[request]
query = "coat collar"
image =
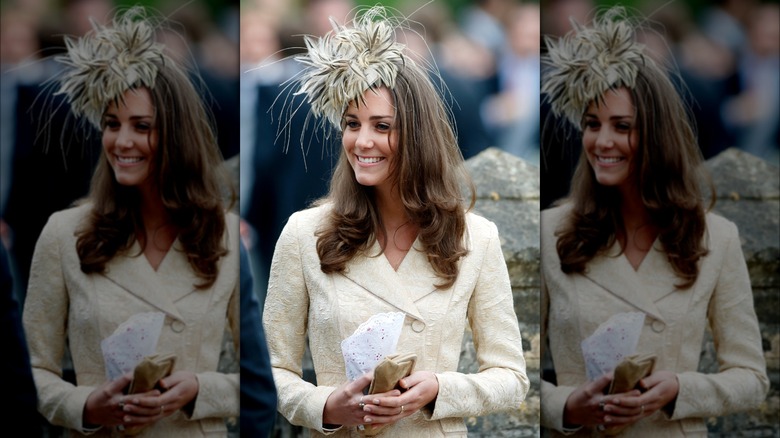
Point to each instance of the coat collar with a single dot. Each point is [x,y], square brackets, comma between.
[403,288]
[162,288]
[655,275]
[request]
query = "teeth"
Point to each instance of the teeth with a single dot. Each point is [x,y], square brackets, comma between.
[128,160]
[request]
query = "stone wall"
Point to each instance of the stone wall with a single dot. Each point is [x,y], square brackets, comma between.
[748,193]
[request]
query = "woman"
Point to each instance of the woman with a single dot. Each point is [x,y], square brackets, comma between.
[633,235]
[392,235]
[153,236]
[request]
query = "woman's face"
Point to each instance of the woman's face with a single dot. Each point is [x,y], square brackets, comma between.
[130,137]
[609,137]
[370,138]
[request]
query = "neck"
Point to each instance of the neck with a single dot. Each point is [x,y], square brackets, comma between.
[390,208]
[153,212]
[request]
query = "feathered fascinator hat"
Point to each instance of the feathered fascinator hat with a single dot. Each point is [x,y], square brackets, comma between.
[349,60]
[588,61]
[107,61]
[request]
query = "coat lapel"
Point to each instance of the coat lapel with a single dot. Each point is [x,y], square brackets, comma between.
[159,288]
[623,282]
[373,273]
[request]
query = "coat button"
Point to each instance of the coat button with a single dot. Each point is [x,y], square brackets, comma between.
[178,326]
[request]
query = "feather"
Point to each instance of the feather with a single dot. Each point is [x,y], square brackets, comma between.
[107,61]
[346,62]
[588,61]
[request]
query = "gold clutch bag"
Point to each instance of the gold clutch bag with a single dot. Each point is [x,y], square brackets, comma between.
[630,371]
[626,377]
[146,375]
[387,374]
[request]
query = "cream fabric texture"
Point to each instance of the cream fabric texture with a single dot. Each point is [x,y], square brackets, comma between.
[302,300]
[64,305]
[574,305]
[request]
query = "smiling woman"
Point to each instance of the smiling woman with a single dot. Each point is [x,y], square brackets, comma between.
[634,236]
[152,236]
[130,138]
[393,235]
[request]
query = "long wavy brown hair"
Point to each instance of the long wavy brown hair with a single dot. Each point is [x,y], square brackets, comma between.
[189,174]
[428,174]
[668,172]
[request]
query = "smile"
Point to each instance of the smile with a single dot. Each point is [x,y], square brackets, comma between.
[128,160]
[369,160]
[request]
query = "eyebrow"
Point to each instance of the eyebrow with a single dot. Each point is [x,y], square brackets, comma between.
[379,117]
[617,117]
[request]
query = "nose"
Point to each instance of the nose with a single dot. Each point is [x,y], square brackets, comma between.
[364,139]
[124,139]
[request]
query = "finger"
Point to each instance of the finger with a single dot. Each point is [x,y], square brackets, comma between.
[598,385]
[148,400]
[118,384]
[141,411]
[388,411]
[362,382]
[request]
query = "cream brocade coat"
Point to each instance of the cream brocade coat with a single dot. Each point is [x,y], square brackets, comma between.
[65,305]
[302,299]
[574,305]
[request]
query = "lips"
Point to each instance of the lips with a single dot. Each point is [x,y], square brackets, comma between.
[369,160]
[609,160]
[128,160]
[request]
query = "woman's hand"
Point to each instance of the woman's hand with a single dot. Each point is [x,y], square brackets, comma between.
[180,388]
[588,406]
[661,388]
[422,387]
[344,405]
[106,405]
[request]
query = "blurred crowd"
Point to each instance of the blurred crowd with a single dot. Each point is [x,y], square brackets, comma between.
[726,58]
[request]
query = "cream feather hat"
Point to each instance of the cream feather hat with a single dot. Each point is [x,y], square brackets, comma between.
[588,61]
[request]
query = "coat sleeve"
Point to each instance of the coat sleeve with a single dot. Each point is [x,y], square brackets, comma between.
[741,382]
[45,322]
[501,382]
[285,319]
[553,398]
[219,393]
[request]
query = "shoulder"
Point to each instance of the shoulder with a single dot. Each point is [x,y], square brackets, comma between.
[480,226]
[721,232]
[551,220]
[66,221]
[305,223]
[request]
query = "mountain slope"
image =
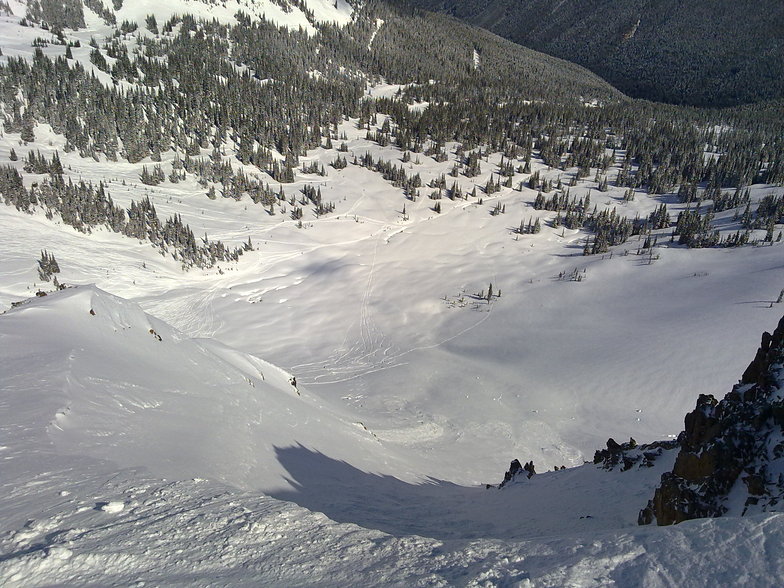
● ● ● ● ●
EXERCISE OBJECTIVE:
Everything in the entries must be written out exactly; the pictures stay out.

ANSWER BOX:
[request]
query = "coat collar"
image =
Point to each instance of the coat collar with a single dot. Each point is [x,y], square brackets, comma between.
[403,288]
[162,288]
[655,275]
[request]
query = "teeth"
Point to each instance of the teeth with a single dot. Each point is [x,y], square brackets, comma between.
[128,160]
[request]
query = "stone wall"
Point to each instance of the stone wall with a single dot. Each point is [x,y], square brackets, comma between.
[748,193]
[request]
query = "woman"
Point to each instance of the woman with a single dot. Each point is [x,y], square brackets, comma between.
[633,235]
[392,235]
[153,236]
[request]
query = "woman's face"
Point to each instance of the woman's face with a single dot. Each point is [x,y], square brackets, comma between.
[130,137]
[609,137]
[370,138]
[request]
query = "neck"
Point to each instance of the neck with a single dot. Each point is [x,y], square brackets, comma between.
[390,208]
[153,212]
[request]
query = "feathered fascinator hat"
Point to each instance of the feathered fascinator hat with a single dot. Each point is [x,y], square brackets, comma between.
[349,60]
[588,61]
[107,61]
[request]
query = "coat lapel"
Point to each instance of the coat lapel with a single dot. Each point is [x,y], square brackets, comma between.
[159,288]
[623,282]
[373,273]
[request]
query = "coat button"
Point to each instance of the coat button with a single dot. Each point is [x,y], square brackets, comma between.
[178,326]
[request]
query = "feather"
Point to each instance of the feather with a single dot. Each point is [x,y], square brackets, comma between.
[107,61]
[346,62]
[588,61]
[request]
query = "gold clutch bag"
Point to each instance of the gold clutch bag with a single dot. Each point is [x,y], square brackets, comma between.
[630,371]
[626,377]
[146,375]
[387,374]
[request]
query = "cream fabric texture"
Point to each instance of the cream fabric texture with a single dot. Each point is [x,y], square brackets, comma between.
[302,300]
[64,305]
[574,305]
[request]
query = "smiling woman"
Point to each instance of the smiling woman with a single dot. Each point is [x,y], square brackets, comma between.
[634,236]
[152,236]
[130,138]
[393,235]
[request]
query = "long wavy brown hair"
Point to each instance of the long wavy brown hair with a single dot. Each point is [x,y], square brackets, comma between.
[189,174]
[428,174]
[668,172]
[request]
query = "smile"
Point to each instance of the smile with a single dot. Each point is [x,y], square brackets, comma between.
[128,160]
[369,160]
[request]
query = "eyebrow"
Point to each instance of the eyebrow with a single dot. Each point is [x,y], square brackets, comma between.
[379,117]
[617,117]
[request]
query = "nose"
Point to each instance of the nose with a single dot. Each point is [x,y], square brackets, comma between.
[364,139]
[124,139]
[request]
query = "finger"
Point to each instance of the finger with a single dot. Each point is [x,y], square brackets, comma between.
[598,385]
[148,400]
[118,384]
[141,411]
[388,411]
[362,382]
[request]
query = "cream brocade coat"
Point to each instance of the cream brocade coat with a single dot. Each point is [x,y], square brackets, comma between.
[65,305]
[302,299]
[574,305]
[request]
query = "lips"
Point to each instance of the lips with a single dot. Each point is [x,y], square brackets, comma between.
[369,160]
[609,160]
[128,160]
[request]
query = "woman's hand"
Point to each instance of the woman's hand with a single dot. Each point is [x,y], square brackets, comma between.
[180,388]
[588,406]
[661,388]
[422,387]
[344,405]
[106,405]
[request]
query = "blurred crowd"
Point to each instance of the blurred crowd with a single dot. Each point is [x,y], square brackets, comma between.
[726,58]
[request]
query = "cream feather hat"
Point to each instance of the cream feather hat with a single dot. Each point is [x,y], square brackets, comma between.
[588,61]
[request]
query = "coat sleeve"
Point to each instance of the coat sleeve with a single dot. Each point is [x,y], square brackets, comma between.
[741,382]
[45,322]
[501,382]
[285,319]
[553,398]
[219,393]
[request]
query = "shoulder"
Point to each instance of the shoulder with a single dot. Each point is [x,y], square brackets, comma between.
[480,226]
[721,232]
[551,220]
[66,221]
[305,223]
[request]
query = "mountain slope"
image =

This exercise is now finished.